▶ Exercise requirements: For the listing below, how many lines contain the word "blade"? Answer with only that figure.

▶ Given data:
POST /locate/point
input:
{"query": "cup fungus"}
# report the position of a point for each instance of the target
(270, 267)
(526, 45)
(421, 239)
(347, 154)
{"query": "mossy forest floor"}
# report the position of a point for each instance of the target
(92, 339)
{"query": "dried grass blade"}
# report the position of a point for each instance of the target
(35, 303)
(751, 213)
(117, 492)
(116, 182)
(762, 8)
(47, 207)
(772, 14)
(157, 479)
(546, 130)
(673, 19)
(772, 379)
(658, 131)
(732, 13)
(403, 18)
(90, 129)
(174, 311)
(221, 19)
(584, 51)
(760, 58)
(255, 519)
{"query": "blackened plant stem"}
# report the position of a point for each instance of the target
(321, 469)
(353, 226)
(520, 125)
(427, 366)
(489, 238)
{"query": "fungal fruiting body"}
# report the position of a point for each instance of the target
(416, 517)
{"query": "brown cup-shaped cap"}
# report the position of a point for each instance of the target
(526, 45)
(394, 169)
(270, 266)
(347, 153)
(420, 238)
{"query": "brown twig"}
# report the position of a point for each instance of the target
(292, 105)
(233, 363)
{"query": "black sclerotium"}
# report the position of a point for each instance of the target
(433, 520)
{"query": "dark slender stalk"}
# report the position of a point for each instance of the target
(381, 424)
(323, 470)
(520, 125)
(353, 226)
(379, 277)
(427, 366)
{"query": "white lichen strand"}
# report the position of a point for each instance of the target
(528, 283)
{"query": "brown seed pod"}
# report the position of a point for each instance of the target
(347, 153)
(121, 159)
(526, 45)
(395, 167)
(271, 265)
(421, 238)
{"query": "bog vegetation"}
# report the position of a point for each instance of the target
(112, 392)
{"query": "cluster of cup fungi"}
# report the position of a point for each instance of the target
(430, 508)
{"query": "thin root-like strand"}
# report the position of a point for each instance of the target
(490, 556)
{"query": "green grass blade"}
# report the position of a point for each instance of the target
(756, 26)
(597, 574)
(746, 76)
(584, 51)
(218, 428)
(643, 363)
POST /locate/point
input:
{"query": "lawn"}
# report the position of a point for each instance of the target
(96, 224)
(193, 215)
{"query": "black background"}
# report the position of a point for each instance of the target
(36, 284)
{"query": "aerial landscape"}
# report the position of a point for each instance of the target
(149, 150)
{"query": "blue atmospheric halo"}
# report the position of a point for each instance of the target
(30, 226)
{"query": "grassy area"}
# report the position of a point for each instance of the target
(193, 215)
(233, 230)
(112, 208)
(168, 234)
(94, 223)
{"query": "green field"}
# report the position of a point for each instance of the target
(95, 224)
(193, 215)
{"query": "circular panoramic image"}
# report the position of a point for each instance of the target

▶ Written answer: 2